*** DOCUMENT SECTION ***
How Art Courses are Adapting to Hybrid Learning
In-person class gatherings have always been vital to art courses. Teaching, critiquing, and physically working on art projects happen best in-person. Since our arrival on campus, we have seen the in-classroom experience change and we have adapted our daily schedules in the new age of COVID-19. In anticipation of this new situation, the art department has thought logistically on how to continue to keep students engaged with as much as a real class experience as possible, while also maintains the appropriate safety precautions.
Professor Scott Espeseth currently teaches Screen Printing with a class size of ten students. For his classes’ safety, he divided the class into two separate groups that will alternate between days in class and out-of-class workdays. Although part of this class is conducted in person, the course still utilizes online aspects, such as Zoom meetings so that students can critique each other’s finished projects.
*** End of DOCUMENT SECTION ***
EXPLORE THE MATERIAL »
(1) Answer these questions from the article on art courses and hybrid learning:
(a) Which three activities does it say happen best in person?
(b) How many students are in Professor Scott Espeseth's Screen Printing class?
(c) What online tool does the course use so students can critique each other's finished projects?
(2) Retype the stretch of the art-courses article from "How Art Courses" through "appropriate safety precautions.".
Answer using only the article on art courses and hybrid learning.
*** DATA FOR REVIEW ***
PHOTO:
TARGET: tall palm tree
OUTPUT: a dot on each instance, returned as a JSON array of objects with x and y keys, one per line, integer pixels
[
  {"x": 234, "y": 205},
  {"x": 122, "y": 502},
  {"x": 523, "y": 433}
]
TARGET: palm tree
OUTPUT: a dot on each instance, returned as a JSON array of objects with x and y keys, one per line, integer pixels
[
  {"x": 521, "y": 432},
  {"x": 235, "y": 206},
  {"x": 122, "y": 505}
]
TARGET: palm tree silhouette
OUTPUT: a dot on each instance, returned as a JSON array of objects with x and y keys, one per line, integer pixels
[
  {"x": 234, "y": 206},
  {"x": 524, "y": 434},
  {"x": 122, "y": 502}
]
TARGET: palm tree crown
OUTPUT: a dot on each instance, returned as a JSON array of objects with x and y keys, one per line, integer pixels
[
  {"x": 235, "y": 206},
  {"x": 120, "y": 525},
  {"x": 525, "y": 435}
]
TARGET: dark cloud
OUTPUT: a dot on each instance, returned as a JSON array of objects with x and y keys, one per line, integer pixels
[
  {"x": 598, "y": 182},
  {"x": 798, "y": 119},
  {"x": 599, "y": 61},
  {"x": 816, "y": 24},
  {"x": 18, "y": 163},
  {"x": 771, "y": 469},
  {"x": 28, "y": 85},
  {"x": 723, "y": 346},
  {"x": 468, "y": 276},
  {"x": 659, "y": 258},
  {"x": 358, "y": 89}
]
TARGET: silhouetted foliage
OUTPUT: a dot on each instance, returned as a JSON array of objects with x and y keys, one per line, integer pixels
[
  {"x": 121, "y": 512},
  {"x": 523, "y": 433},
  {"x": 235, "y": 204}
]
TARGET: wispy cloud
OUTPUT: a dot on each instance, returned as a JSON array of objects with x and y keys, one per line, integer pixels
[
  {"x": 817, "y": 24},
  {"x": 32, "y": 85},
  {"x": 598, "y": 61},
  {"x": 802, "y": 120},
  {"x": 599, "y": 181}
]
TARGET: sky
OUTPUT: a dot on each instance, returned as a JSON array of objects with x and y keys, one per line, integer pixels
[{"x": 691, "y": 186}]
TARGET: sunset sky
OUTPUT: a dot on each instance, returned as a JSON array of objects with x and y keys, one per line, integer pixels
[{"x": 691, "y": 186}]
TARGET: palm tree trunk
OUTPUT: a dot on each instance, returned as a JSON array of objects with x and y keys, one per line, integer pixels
*** End of DATA FOR REVIEW ***
RESPONSES IN ORDER »
(1)
(a) Teaching, critiquing, and physically working on art projects
(b) Ten
(c) Zoom meetings

(2)
How Art Courses are Adapting to Hybrid Learning
In-person class gatherings have always been vital to art courses. Teaching, critiquing, and physically working on art projects happen best in-person. Since our arrival on campus, we have seen the in-classroom experience change and we have adapted our daily schedules in the new age of COVID-19. In anticipation of this new situation, the art department has thought logistically on how to continue to keep students engaged with as much as a real class experience as possible, while also maintains the appropriate safety precautions.